» Written exercise
Pull out the lines from the one containing "Corridor-survey task: point out each instance of the van" through the final line of the listing below and repeat them exactly. Leave the pictures behind.
* Start Available records *
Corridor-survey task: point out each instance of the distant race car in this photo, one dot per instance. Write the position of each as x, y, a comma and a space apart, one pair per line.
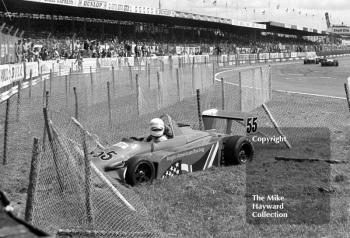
187, 150
312, 60
329, 62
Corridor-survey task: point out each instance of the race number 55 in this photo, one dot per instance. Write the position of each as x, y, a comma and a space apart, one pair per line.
252, 124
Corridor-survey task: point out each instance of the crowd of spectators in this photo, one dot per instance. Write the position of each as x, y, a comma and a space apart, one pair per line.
54, 47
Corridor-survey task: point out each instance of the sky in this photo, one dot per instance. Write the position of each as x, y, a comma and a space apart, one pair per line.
304, 13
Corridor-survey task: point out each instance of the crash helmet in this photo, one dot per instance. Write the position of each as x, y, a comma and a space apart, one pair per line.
157, 127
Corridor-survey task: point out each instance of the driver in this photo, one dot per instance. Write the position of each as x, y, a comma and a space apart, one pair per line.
157, 128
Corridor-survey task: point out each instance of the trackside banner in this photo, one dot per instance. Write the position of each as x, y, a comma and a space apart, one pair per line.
11, 73
15, 72
32, 67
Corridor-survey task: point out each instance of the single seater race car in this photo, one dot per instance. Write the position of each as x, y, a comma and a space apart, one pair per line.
312, 60
330, 62
134, 161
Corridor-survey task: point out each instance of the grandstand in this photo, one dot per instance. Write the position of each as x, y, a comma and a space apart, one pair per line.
56, 29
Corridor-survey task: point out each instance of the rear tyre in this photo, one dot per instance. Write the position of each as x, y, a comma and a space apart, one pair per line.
139, 171
238, 150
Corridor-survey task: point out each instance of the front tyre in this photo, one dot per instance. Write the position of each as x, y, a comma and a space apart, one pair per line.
238, 150
139, 171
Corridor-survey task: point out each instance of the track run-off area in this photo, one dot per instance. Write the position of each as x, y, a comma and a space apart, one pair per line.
297, 78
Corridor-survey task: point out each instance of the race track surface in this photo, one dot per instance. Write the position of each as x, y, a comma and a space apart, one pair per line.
310, 78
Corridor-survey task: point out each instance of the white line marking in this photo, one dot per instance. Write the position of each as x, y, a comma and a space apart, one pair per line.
309, 94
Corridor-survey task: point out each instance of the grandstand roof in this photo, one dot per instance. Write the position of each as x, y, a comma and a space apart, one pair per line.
110, 10
292, 29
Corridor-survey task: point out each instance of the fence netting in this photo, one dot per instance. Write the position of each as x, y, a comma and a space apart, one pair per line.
116, 102
71, 196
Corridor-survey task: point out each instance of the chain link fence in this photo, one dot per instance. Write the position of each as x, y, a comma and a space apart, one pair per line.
117, 102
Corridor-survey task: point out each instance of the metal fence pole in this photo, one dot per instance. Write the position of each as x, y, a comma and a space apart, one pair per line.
138, 92
240, 99
66, 88
213, 73
109, 104
4, 162
30, 83
160, 88
130, 77
33, 180
222, 94
200, 120
149, 74
51, 77
178, 84
113, 79
347, 92
19, 86
88, 182
76, 106
91, 80
52, 146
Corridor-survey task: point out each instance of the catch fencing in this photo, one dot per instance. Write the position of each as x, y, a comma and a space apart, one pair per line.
117, 100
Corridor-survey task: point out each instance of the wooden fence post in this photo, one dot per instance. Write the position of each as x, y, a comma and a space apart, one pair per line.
113, 79
130, 77
222, 94
30, 83
53, 150
160, 88
19, 95
88, 182
270, 82
193, 77
4, 162
240, 100
33, 180
138, 92
347, 92
149, 74
91, 80
213, 73
66, 88
109, 104
199, 110
178, 84
51, 80
76, 106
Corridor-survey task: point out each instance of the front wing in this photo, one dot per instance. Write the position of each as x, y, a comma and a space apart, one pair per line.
191, 160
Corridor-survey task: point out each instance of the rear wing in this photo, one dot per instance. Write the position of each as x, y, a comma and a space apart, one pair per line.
246, 119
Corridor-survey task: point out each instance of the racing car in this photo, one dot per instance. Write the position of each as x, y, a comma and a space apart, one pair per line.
134, 161
312, 60
330, 62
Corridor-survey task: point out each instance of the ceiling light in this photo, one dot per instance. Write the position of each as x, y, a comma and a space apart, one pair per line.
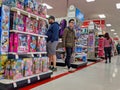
108, 25
112, 30
118, 5
90, 0
48, 6
102, 15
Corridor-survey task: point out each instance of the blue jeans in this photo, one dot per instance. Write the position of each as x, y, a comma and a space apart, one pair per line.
69, 51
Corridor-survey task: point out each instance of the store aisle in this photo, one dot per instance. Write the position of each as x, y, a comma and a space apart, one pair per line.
100, 76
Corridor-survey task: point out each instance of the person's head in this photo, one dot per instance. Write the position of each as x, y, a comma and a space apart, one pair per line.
107, 36
51, 19
71, 23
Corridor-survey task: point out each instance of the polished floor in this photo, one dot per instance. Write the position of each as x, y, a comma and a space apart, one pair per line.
99, 76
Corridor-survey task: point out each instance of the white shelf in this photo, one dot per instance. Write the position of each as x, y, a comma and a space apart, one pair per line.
15, 9
7, 81
14, 53
21, 32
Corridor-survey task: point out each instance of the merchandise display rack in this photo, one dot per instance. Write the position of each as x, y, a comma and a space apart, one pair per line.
11, 84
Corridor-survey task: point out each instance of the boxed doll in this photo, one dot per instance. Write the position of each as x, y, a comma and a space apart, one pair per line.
28, 67
37, 65
31, 25
20, 43
17, 22
32, 43
14, 3
45, 64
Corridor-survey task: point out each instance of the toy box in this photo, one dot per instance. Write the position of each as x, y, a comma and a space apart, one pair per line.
3, 59
32, 40
20, 43
37, 65
41, 45
28, 67
45, 64
31, 25
17, 22
14, 3
4, 28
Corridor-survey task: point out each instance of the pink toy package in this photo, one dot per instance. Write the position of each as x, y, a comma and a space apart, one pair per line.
19, 22
28, 66
45, 64
20, 43
11, 42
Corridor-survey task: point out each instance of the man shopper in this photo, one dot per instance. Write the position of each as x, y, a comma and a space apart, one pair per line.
52, 41
69, 42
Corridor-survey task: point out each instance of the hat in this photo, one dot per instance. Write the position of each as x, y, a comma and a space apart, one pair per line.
51, 17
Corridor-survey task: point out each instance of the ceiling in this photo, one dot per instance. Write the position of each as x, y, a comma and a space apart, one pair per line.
90, 10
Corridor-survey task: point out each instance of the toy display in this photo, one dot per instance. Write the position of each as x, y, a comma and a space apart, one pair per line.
45, 64
20, 43
4, 30
41, 45
28, 64
18, 22
14, 3
37, 65
32, 44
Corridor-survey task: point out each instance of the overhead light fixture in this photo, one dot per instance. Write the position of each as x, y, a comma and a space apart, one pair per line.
102, 15
48, 6
108, 25
118, 5
112, 30
90, 0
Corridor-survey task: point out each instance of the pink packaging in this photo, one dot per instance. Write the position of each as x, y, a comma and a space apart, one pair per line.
11, 42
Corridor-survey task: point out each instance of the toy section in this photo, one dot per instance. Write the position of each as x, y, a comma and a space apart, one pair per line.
23, 58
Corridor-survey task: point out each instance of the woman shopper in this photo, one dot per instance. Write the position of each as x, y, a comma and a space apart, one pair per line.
107, 47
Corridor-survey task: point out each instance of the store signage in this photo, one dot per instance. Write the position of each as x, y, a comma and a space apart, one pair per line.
79, 15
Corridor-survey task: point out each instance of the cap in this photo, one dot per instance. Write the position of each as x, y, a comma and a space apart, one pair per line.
51, 17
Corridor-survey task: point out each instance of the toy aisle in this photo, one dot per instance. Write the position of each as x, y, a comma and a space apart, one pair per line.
23, 58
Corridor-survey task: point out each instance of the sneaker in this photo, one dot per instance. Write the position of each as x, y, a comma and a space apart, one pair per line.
54, 69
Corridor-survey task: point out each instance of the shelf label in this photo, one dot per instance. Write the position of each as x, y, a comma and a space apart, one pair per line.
29, 81
38, 77
14, 84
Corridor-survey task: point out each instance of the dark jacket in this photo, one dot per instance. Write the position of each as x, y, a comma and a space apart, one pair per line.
68, 38
53, 32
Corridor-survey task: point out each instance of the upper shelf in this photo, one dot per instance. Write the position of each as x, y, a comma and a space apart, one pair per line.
20, 11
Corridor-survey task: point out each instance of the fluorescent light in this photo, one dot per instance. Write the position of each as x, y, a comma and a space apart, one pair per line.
108, 25
118, 5
112, 30
48, 6
90, 0
102, 15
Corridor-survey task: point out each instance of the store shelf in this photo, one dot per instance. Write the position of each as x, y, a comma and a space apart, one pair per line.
14, 53
6, 84
15, 9
21, 32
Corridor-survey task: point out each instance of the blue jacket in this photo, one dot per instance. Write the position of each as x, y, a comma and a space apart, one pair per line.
53, 32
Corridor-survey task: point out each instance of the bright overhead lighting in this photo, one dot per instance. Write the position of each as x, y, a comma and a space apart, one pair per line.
48, 6
118, 5
90, 0
102, 15
112, 30
108, 25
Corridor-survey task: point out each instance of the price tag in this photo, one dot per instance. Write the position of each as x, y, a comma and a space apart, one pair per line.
14, 84
29, 81
38, 77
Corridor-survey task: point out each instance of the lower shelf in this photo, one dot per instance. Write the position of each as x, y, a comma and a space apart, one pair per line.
73, 65
14, 84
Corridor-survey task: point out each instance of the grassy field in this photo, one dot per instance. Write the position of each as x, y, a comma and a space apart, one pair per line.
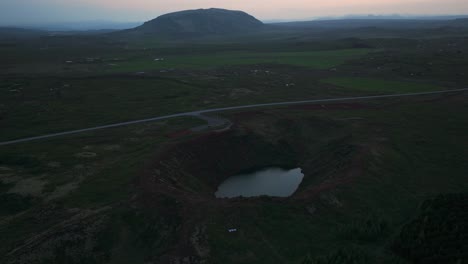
382, 86
310, 59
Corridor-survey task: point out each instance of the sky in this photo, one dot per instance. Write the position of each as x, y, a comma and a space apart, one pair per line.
23, 12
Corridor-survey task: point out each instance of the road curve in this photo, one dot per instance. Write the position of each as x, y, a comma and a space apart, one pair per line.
200, 112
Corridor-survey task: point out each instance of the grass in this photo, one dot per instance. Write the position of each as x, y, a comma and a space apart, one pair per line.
381, 85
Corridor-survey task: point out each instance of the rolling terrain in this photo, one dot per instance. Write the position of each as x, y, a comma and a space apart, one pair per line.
385, 178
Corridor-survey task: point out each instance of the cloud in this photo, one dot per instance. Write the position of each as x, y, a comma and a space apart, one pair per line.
27, 11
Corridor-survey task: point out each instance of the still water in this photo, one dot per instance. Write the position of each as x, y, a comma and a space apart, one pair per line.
270, 181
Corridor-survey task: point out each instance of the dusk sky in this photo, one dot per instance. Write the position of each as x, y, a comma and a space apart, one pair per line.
21, 12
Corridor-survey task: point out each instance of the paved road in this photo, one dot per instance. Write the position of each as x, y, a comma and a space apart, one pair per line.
201, 112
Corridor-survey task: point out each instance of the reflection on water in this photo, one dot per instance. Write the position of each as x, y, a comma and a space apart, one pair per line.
271, 181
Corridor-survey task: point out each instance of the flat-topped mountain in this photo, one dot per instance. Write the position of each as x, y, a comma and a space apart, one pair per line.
201, 22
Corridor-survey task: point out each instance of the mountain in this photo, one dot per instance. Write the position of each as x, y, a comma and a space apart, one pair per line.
201, 22
378, 23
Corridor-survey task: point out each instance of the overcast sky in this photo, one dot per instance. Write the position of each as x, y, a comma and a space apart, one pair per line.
20, 12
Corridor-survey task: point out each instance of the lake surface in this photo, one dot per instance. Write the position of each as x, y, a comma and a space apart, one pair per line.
270, 181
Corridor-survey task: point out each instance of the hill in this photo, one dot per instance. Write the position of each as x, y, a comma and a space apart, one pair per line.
201, 22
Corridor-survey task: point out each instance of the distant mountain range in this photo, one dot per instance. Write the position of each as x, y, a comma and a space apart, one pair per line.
214, 21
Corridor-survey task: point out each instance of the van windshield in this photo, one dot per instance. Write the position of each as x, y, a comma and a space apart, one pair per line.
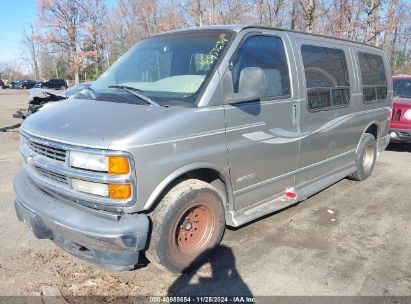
168, 68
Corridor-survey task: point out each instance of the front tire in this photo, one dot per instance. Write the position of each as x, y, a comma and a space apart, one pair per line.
365, 158
188, 223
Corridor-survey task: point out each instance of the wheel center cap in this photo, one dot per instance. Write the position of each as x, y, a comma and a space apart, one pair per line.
188, 226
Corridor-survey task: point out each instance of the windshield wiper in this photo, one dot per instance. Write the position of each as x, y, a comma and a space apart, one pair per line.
91, 92
135, 92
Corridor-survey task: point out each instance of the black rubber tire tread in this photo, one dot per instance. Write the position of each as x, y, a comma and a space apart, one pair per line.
175, 202
359, 174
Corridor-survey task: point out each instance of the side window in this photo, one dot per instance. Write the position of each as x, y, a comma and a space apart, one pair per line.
* End Available records *
» Final result
Corridor-survey task: point out each instance of the van windshield in this photo, one dot per instance. Write the position of each as x, y, a comma and a space apart, one pair per line.
168, 68
Corridor-survey task: point out each instance of the front tire in this photo, one dot per instance. Write the position of each as x, y, a comma and a space apart, one pair per line.
365, 158
188, 223
Corridor-survey task: point out each instance of the wheel center cap in this photo, one dot per instance. Write the position of each as x, y, a comma and a space apart, one pair per line.
188, 226
Corridor-survey task: point out each instance of the windshield wiper in this photo, one dot per instance. Write the position of each as x, y, a comma and a space apart, one pair per line.
91, 92
135, 92
Corridor-survey task: point out each instance of the black rubber tire tread in this photo, one dot per instance. Write the position of each as x, y, a comma and a space apart, one pair per line.
175, 202
359, 174
Corridor-survey task: point out each instance of the side window in this photo, one dot per instance. Write the position of each as x, y, a comma and a space apart, one pair per line.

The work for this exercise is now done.